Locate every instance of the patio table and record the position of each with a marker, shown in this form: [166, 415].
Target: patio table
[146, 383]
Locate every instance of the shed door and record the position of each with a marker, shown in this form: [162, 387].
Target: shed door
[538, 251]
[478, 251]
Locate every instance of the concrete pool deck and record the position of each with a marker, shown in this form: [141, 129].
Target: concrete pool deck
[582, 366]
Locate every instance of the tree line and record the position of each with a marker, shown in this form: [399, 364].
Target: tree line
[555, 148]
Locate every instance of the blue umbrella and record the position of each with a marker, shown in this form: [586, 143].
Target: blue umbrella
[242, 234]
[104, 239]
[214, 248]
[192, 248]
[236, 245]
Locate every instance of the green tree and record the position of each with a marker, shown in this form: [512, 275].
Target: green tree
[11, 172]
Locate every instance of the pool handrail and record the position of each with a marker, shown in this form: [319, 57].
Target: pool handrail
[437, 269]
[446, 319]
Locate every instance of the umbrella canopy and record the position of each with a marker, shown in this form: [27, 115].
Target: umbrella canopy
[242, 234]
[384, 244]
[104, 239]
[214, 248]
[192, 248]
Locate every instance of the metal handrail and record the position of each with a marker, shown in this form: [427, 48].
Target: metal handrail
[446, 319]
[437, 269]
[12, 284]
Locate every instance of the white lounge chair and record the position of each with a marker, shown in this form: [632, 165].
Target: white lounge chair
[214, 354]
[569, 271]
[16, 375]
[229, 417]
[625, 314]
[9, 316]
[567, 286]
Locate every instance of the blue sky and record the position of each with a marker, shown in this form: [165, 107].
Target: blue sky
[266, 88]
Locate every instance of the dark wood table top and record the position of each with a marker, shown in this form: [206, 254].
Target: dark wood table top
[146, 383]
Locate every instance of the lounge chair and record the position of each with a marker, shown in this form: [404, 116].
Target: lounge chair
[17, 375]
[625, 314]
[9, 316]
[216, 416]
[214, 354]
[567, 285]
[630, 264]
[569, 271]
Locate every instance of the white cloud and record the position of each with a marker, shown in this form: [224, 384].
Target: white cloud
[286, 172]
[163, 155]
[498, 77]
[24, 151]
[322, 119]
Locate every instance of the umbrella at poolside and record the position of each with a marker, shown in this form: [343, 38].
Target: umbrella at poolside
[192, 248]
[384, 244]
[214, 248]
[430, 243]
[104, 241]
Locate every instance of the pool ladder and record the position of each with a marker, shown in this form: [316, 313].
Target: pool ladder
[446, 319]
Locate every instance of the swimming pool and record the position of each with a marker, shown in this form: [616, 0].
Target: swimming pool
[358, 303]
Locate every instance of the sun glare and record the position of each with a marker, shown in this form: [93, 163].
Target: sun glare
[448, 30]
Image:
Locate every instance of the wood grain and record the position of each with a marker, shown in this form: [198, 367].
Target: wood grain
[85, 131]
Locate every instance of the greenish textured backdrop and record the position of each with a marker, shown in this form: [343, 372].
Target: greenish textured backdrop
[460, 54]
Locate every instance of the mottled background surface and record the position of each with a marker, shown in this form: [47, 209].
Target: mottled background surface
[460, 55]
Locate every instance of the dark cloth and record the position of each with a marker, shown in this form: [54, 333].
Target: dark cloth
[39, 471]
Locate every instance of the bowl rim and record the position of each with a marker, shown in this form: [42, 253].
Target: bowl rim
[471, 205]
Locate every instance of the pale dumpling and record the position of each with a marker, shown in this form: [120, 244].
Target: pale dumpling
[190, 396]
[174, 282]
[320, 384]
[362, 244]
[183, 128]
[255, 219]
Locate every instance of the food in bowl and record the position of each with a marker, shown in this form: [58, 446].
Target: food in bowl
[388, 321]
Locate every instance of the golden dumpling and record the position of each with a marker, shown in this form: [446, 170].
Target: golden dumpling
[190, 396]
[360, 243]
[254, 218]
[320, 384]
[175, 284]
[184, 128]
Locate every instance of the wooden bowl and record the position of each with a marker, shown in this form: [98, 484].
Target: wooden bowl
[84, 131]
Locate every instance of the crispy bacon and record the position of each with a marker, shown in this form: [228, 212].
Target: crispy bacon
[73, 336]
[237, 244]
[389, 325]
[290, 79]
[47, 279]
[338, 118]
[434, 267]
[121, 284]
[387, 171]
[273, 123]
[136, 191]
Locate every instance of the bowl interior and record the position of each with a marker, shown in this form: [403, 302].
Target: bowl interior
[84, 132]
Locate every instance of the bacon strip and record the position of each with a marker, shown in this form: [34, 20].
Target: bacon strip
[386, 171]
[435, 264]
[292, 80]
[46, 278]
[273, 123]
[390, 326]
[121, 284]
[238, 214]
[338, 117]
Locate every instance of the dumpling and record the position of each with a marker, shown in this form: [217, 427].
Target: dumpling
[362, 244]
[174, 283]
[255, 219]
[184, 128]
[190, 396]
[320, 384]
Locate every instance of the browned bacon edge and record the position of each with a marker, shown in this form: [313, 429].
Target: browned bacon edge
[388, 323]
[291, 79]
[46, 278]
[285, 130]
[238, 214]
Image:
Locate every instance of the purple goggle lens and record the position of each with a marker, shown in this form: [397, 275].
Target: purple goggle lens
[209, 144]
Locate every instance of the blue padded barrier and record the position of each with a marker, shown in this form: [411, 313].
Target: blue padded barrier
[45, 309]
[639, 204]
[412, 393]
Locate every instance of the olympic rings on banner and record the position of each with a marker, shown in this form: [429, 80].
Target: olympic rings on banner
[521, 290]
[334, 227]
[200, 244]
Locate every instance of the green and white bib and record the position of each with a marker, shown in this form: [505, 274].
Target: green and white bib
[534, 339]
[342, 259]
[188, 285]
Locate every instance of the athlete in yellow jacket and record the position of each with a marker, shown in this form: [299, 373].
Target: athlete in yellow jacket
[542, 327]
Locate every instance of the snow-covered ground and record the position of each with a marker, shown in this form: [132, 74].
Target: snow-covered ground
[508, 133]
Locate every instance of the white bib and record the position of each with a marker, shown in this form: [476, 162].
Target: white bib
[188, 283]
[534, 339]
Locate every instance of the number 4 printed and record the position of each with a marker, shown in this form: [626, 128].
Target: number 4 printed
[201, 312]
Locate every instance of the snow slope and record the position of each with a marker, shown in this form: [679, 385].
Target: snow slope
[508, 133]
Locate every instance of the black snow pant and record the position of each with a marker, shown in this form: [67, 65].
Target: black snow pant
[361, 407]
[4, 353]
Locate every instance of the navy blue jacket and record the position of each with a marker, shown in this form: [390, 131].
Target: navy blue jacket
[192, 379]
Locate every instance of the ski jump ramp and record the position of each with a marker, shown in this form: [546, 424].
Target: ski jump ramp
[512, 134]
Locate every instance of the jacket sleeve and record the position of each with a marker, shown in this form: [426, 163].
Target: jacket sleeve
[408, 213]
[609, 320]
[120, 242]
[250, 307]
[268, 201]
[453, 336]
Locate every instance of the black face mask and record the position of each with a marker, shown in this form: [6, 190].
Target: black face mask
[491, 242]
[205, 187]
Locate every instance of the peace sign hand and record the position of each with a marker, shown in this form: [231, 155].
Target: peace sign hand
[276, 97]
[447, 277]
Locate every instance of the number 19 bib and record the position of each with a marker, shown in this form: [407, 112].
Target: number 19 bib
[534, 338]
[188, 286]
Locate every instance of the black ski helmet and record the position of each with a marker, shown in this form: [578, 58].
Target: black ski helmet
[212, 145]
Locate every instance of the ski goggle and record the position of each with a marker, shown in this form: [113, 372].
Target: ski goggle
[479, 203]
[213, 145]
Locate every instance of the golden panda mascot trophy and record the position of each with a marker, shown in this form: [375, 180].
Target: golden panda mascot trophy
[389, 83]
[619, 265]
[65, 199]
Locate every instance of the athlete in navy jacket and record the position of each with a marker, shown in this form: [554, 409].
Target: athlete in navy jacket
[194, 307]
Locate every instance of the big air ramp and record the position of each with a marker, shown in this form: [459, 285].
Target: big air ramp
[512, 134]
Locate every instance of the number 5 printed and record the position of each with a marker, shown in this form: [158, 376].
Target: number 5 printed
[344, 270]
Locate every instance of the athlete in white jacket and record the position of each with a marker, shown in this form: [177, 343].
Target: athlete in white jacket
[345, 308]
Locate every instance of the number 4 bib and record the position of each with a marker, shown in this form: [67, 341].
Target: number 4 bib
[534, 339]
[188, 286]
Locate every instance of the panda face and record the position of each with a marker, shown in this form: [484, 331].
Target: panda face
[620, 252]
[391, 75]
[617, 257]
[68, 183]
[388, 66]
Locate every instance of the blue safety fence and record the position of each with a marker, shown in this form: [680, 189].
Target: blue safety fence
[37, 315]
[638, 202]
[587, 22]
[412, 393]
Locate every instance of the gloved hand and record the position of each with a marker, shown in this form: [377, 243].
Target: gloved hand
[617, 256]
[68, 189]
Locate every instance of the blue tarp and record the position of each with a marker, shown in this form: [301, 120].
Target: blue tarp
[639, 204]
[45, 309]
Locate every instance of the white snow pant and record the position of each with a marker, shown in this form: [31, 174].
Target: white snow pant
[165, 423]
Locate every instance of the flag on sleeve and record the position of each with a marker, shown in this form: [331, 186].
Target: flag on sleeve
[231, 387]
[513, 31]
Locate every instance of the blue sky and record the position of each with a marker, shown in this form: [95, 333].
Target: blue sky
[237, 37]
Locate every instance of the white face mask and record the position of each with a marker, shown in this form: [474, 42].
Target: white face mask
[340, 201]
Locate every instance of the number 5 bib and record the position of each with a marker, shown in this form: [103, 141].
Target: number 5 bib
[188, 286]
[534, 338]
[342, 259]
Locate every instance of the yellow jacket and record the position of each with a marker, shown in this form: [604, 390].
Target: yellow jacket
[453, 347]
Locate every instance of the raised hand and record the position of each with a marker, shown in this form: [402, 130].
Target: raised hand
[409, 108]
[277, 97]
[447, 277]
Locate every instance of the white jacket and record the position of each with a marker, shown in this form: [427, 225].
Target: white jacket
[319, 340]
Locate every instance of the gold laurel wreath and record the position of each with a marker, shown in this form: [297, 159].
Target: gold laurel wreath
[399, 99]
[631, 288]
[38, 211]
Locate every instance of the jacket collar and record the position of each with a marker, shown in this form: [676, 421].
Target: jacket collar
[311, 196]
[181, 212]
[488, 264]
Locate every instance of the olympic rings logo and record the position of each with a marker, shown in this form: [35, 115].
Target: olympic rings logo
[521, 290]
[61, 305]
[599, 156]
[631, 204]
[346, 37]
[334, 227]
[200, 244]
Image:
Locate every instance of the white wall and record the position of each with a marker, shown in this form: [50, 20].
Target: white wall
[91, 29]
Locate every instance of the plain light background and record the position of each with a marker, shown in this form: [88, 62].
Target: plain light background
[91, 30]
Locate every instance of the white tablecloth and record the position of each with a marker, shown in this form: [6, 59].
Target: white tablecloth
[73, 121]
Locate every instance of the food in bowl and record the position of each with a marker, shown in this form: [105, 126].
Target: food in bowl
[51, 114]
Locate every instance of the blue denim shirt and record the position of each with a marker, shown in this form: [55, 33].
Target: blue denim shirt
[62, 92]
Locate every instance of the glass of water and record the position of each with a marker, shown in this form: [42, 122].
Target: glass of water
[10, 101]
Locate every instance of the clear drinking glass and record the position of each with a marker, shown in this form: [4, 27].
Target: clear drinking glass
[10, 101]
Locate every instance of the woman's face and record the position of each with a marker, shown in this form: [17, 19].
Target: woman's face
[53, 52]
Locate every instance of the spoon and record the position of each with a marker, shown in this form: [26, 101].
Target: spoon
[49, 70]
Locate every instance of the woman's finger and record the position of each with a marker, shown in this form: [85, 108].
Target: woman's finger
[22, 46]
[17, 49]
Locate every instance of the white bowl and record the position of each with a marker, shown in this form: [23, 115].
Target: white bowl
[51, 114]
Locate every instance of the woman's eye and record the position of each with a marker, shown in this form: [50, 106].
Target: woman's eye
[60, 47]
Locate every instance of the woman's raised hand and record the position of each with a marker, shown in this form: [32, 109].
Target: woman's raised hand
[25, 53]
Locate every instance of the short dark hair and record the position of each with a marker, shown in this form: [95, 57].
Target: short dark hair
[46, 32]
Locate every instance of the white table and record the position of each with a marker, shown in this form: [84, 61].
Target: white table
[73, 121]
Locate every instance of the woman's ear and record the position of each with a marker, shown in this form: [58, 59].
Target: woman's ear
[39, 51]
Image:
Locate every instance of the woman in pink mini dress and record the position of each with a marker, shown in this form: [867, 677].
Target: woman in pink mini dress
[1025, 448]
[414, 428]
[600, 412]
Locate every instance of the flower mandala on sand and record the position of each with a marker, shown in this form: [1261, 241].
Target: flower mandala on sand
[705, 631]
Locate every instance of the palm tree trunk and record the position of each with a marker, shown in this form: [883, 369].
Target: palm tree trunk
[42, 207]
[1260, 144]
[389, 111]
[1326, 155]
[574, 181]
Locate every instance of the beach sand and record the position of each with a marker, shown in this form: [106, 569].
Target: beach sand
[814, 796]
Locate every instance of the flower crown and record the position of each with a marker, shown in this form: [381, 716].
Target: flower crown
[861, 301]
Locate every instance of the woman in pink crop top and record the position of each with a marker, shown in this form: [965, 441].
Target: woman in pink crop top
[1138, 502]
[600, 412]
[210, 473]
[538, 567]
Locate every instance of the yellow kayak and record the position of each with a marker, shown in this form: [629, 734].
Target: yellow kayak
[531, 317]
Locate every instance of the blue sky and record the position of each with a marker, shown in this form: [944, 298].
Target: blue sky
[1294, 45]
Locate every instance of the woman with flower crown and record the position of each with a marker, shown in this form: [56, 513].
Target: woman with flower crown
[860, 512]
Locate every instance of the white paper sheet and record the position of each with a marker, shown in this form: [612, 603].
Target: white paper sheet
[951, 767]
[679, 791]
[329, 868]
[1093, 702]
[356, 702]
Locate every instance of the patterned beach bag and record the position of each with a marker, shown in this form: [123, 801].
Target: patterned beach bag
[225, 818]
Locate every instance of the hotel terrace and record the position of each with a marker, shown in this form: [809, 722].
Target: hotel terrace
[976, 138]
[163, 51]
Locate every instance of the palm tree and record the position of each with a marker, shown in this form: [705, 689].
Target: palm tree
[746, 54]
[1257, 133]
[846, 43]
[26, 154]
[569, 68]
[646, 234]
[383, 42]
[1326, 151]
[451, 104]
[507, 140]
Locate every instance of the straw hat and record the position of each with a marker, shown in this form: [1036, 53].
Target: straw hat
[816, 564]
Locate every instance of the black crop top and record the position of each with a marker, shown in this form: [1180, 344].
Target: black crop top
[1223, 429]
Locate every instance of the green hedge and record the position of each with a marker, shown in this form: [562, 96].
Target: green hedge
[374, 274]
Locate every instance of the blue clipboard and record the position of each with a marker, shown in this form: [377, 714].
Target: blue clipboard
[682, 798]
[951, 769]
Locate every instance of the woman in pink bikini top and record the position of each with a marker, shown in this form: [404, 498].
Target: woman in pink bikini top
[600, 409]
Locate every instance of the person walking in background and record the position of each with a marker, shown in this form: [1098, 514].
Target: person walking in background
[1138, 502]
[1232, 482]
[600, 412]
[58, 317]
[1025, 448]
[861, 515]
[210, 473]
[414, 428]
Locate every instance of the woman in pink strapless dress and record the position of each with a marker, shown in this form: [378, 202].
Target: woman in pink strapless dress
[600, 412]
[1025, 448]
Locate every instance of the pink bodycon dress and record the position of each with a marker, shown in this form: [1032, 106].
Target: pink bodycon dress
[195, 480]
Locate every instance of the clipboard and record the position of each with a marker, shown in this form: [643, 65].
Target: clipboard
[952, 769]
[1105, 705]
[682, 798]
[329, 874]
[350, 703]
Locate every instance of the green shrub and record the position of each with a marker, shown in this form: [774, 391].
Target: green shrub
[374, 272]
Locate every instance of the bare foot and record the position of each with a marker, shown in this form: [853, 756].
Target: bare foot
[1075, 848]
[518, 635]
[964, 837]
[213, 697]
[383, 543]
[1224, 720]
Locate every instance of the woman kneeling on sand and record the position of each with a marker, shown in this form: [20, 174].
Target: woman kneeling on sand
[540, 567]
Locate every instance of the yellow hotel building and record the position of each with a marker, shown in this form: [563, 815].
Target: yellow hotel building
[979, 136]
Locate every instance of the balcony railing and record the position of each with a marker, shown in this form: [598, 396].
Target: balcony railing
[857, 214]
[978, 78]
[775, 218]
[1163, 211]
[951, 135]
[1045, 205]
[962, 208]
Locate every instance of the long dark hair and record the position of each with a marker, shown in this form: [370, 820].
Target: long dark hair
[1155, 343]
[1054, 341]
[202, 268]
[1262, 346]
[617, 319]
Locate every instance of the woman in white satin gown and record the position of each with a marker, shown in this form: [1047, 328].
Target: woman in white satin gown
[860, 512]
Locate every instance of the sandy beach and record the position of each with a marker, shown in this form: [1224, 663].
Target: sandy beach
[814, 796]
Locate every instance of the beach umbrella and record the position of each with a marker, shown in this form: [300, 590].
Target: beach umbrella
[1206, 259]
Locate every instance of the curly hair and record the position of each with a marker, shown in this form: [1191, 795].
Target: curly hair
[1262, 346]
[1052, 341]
---+---
[TASK TO CARRY OUT] Rewrite every line of the data starting at the line containing "Locate every instance of the straw" and ending at the line containing "[1223, 429]", and decrease each answer coordinate by 90. Leave the bracketed format pairs inside the other lines unchanged.

[THE COMPLETED TASK]
Locate every instance of the straw hat and record the position of each with a marker, shown in this form: [1036, 53].
Target: straw hat
[726, 474]
Locate every instance of the black crop top and record the position of each with a marker, shown in this form: [1180, 344].
Target: black crop top
[1133, 339]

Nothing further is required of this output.